I'd like the entries reproduced exactly, with the images omitted.

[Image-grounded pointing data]
────────────────────────────────────────

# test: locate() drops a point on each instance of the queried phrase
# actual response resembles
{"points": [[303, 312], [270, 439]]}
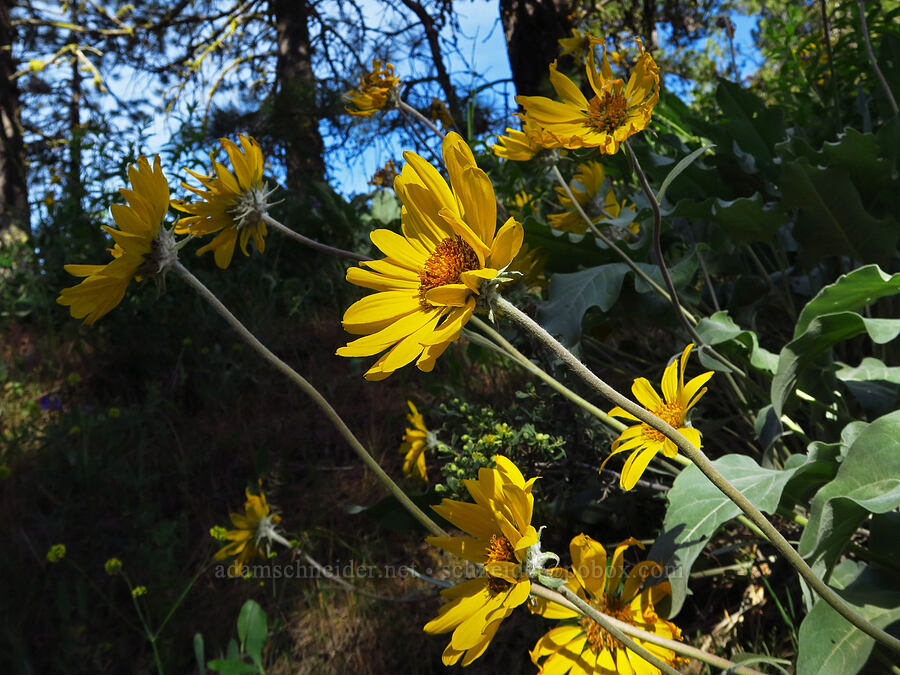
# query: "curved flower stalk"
{"points": [[375, 91], [616, 111], [253, 531], [231, 203], [428, 283], [143, 248], [583, 646], [586, 188], [415, 441], [500, 535], [643, 440]]}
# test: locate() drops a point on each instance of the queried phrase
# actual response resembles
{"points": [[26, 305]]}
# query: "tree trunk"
{"points": [[532, 28], [295, 116], [13, 186]]}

────────────────────────────────────────

--- SOLUTION ---
# test: locate() drops a point on each instance of the queried phrase
# actual response resembles
{"points": [[303, 312], [270, 439]]}
# query: "curved flower stalk"
{"points": [[375, 91], [616, 111], [253, 531], [231, 203], [428, 283], [143, 248], [583, 646], [586, 188], [415, 441], [500, 535], [643, 440]]}
# test: locate() drops a point on each instance of the queried phrase
# actual response resembles
{"points": [[26, 305]]}
# query: "tree trunk"
{"points": [[532, 28], [295, 116], [13, 186]]}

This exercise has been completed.